## Given task:
Turn the paragraph in the aquarium fish forum thread that begins "A shoal of rasboras look great" into a brief list of the fish it suggests.

## Quoted text:
Are the "honey" gourami's affected by the same - the LFS has some "Fire Red Honey Gourami" (trichogaster china) that look nice.

What about a school (shoal?) of harlequin rasboras - those are really nice looking.

Or the tiny little galaxy danios ?

Other ideas ?


----------



## bob123 (Dec 31, 2009)

A shoal of rasboras look great as do danios, maybe rummy nose tetras,also white cloud mountain minnows. Good luck


----------



## joe (Jan 3, 2012)

Id recommend celestial danio's they look great and stay small, a cool school fish with great colour

I had 5 in my 75 gallon planted tank with cbs (crystal black shrimp) and they loved it and looked awesome untill

they took a bite of a cbs then they had to go; but there amazing looking fish and really active my favorite type of danio


----------



## KhuliLoachFan (Mar 8, 2008)

I really recommend a hardy rasbora or a hardy danio! I also recommend white cloud minnows, they are SO pretty....

I love Celestial Pearl Danios but I haven't managed to keep them alive for anything like their full healthy lifetimes. 

Hope you have a good lid, as SAEs are jumpers!

Warren

P.S. I have a very hardy shrimp species that would be a fun addition to any community tank. (Macrobrachium assamensis.)


----------



## joe (Jan 3, 2012)

How many of those shrimp do you have??
I Wouldnt mind a few, how big are they full grown?



KhuliLoachFan said:


> I really recommend a hardy rasbora or a hardy danio! I also recommend white cloud minnows, they are SO pretty....
> 
> I love Celestial Pearl Danios but I haven't managed to keep them alive for anything like their full healthy lifetimes.
> 
> ...


----------



## KhuliLoachFan (Mar 8, 2008)

They are a bit bigger than ghost shrimp : About 2.5" typically.

W


----------



## rubadub (Sep 12, 2010)

1 red belly piranha lol


----------



## HOWsMom (Jan 3, 2012)

rubadub said:


> 1 red belly piranha lol


Uh . . . . no.


----------



## rubadub (Sep 12, 2010)

pffft but they're beautiful lol


----------



## tom g (Jul 8, 2009)

## Provided data:
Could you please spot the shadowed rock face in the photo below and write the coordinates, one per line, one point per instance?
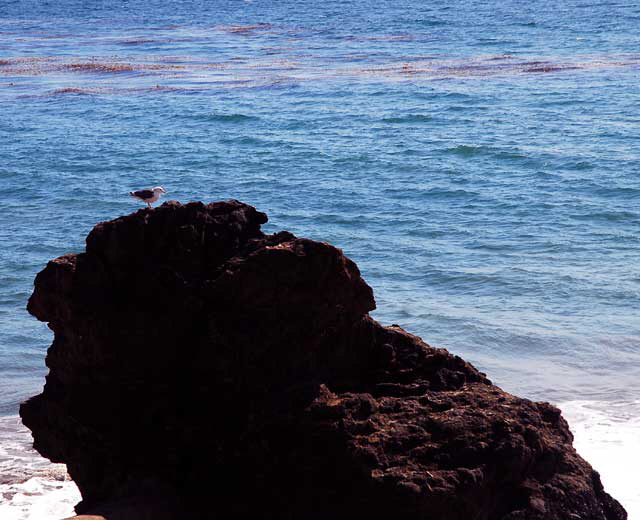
(201, 364)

## Worked solution:
- A shoal of rasboras
- Danios
- Rummy nose tetras
- White cloud mountain minnows